## [課題]
下に示す論理的思考の授業概要を、最後の文の後から書き継ぐこと。

## [本文]
_____
ECCP(論理的思考)Ⅳ
担当者
単位・開講先選択  2単位 [経済学科]
科目ナンバリングSEM-304

授業の概要(ねらい)

 ECCPの必修科目A(論理的思考)Ⅲの継続として。ECCP参加資格者を対象に行います。実社会で求められる論理的思考力をつけることを目指します。人に読ませられる小論作成を通じ、その力を養成します。学生諸君がこれまで国語として読み書きできて当たり前と考えてきた「日本語」を、英語など外国語と同じようなものとしてとらえ直し、社会におけるコミュニケーションの道具として学び直してもらいます。「日本語」を母国語としてしかとらえていなかった過去から離れ、客観的な視点をもって再学習します。ただし、クラスは作文教室ではないことを明確に理解しておいてください。基本的な作文能力は前提条件です。前期を踏襲した形でクラス講義を行います。
_____
## [資料]
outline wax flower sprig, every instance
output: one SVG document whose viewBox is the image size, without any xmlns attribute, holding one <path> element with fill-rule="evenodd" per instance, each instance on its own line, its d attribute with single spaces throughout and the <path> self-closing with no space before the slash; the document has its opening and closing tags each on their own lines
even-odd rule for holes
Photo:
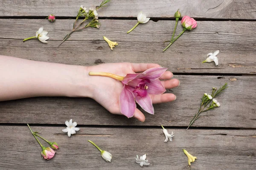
_____
## [解答]
 春季に引き続き現代日本が直面する経済・政治・社会・外交など諸問題を材料として知識を増やし、小論にまとめます。社会事象を説明し、あるいは小論文にまとめると、日本語の組み立てがどうなっているか、的確に情報を文章に込めるコツとは何か、を習得する素材として折にふれ、新聞社説を利用します。自分の論理思考のあとをたどるには書くことが一番の道。そこから自己点検と進歩への第一歩が始まる。「おしゃべり」で養成はできません。

授業の到達目標

 論理的思考力の基本は数学です。ただし、私たちが直面する日常の諸問題を数学の問題を解くように理解したり、解決したりできるわけがありません。そこが論理思考の難しい点なのです。それでもできるだけ情報を整理し、自分の考え方を他人に理解してもらう技術を磨く必要があります。それがこのクラスでいう論理思考力です。そのために、テーマについて一定のスペースで簡潔にまとめていく練習をたくさん重ねる必要があります。関連する分野の知識を確かなものとし、きちんと駆使して自分の意見や小論に反映できるようになることを目指します。的確に日本語を使えるようになることが何よりも必要です。また、そうした訓練は社会人になってからも継続を求められるものです。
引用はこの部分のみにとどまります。